Location identification records
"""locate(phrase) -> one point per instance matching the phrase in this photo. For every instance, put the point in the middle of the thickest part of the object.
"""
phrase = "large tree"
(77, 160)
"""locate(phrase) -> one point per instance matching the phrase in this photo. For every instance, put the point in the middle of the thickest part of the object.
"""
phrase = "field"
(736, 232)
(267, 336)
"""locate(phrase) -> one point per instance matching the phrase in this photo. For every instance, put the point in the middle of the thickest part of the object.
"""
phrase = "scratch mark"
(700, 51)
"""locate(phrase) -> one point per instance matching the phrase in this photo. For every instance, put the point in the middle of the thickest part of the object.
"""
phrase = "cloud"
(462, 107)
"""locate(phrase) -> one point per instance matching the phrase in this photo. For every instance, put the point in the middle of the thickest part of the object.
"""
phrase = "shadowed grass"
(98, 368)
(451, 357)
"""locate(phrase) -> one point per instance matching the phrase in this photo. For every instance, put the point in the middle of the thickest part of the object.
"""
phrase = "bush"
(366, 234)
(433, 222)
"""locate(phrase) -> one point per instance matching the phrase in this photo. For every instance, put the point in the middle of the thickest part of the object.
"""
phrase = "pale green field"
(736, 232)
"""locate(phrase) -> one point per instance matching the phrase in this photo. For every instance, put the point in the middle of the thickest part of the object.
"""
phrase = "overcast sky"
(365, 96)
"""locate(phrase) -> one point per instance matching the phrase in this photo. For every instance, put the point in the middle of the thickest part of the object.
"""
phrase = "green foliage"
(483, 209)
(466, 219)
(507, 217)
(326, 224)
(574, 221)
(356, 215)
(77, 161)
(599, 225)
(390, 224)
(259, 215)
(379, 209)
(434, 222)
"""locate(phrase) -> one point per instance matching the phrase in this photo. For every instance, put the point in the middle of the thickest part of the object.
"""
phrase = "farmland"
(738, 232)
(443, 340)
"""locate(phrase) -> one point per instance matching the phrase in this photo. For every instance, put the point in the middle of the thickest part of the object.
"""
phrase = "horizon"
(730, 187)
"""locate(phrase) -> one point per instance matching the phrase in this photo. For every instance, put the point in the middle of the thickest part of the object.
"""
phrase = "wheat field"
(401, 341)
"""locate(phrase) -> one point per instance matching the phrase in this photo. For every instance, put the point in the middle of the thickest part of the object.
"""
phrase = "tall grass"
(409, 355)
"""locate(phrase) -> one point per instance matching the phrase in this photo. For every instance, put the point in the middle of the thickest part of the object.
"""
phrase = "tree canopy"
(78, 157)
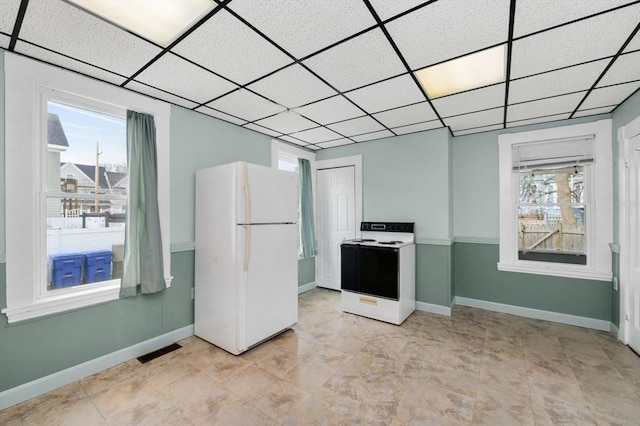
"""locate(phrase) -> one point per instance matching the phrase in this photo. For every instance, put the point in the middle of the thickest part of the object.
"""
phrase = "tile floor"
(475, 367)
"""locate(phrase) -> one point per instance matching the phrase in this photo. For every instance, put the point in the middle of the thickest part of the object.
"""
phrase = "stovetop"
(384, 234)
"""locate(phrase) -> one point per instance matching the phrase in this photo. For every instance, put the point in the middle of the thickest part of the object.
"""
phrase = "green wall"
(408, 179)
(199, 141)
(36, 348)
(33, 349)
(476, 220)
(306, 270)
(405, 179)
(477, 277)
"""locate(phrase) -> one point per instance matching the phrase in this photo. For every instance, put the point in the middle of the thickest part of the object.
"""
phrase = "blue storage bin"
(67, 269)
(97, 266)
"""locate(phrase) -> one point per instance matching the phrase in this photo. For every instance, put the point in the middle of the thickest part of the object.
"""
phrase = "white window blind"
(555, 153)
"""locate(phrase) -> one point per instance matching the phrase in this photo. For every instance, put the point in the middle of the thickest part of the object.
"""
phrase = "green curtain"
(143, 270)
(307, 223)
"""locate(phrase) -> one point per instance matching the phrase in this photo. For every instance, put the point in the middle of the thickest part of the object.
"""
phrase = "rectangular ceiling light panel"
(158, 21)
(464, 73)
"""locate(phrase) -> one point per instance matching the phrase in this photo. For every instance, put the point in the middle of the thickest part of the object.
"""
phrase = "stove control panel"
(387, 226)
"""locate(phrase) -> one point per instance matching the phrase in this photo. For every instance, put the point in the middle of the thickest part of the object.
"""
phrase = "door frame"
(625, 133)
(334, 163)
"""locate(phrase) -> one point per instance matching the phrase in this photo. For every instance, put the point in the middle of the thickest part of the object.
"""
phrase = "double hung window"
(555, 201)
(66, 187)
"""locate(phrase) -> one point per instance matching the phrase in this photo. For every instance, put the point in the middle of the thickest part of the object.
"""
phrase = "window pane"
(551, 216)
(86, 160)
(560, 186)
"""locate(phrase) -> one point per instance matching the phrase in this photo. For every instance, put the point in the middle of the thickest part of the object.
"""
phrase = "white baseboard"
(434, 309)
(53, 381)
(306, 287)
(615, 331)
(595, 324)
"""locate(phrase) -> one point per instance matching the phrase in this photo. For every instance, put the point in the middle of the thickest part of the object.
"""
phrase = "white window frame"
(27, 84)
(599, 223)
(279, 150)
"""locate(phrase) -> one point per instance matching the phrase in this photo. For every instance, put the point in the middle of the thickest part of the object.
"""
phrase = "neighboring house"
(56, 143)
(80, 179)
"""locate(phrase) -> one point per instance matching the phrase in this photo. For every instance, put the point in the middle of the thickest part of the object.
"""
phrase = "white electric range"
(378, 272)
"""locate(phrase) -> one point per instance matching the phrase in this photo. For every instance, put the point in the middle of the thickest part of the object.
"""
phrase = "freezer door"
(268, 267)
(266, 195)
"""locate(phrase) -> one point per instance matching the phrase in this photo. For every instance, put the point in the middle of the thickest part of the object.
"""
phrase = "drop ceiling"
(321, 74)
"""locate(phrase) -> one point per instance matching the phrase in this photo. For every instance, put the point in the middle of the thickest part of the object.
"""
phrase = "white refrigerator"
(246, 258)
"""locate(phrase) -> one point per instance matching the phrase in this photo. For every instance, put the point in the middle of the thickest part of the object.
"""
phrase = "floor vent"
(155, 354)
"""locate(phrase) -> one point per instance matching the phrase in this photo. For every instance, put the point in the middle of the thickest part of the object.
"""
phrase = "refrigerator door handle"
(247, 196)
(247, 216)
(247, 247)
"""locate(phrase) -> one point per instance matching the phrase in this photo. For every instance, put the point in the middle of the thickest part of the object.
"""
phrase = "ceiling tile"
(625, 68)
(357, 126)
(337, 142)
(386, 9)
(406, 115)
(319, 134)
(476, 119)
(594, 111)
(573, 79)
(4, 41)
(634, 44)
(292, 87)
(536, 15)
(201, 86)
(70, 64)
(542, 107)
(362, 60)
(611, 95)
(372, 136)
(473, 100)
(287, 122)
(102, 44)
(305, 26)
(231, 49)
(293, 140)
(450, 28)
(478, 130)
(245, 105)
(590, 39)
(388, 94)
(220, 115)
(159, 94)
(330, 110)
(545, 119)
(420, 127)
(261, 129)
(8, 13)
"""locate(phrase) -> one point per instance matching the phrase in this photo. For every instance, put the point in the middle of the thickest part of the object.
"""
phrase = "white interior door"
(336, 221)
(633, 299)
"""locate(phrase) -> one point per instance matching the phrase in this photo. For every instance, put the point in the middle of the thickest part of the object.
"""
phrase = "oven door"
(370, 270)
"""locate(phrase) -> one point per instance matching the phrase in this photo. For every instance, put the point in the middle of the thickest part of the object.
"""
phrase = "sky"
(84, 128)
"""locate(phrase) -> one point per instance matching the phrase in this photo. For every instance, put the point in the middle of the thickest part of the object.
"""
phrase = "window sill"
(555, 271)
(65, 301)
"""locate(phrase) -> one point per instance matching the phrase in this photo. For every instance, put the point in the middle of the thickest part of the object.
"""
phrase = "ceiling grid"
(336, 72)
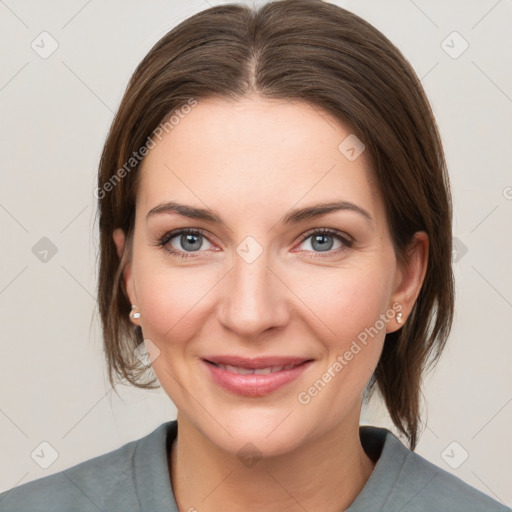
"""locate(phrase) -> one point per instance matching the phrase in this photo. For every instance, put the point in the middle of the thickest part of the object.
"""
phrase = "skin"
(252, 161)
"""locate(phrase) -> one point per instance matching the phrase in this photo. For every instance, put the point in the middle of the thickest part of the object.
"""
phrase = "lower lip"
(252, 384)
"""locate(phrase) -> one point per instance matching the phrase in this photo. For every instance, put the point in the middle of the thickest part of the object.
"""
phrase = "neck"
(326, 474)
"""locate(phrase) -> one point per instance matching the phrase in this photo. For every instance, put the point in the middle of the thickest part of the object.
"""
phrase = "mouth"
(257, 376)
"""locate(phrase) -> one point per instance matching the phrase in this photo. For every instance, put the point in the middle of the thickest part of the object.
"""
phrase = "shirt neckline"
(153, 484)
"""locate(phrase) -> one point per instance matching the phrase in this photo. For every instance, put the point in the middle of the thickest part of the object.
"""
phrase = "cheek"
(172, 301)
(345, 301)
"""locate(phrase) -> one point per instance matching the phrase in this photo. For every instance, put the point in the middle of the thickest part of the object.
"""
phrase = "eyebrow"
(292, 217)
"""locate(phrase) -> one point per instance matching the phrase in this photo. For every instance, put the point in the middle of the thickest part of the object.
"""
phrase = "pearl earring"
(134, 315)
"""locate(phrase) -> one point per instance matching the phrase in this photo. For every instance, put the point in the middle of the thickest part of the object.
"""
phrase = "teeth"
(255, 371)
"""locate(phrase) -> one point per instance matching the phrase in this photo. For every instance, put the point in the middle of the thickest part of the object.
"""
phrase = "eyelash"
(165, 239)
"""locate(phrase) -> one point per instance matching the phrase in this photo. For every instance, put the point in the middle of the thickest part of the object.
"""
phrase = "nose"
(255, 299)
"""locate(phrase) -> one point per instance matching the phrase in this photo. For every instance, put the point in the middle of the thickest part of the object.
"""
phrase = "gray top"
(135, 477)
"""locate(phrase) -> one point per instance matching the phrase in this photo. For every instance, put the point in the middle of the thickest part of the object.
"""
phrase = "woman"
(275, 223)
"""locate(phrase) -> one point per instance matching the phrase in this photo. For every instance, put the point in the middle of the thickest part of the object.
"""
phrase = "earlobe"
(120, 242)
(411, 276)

Your objective
Select every line of the records above that contains the string "frame", and copy each one in full.

Solution for this problem
phrase = "door frame"
phrase = "white window frame"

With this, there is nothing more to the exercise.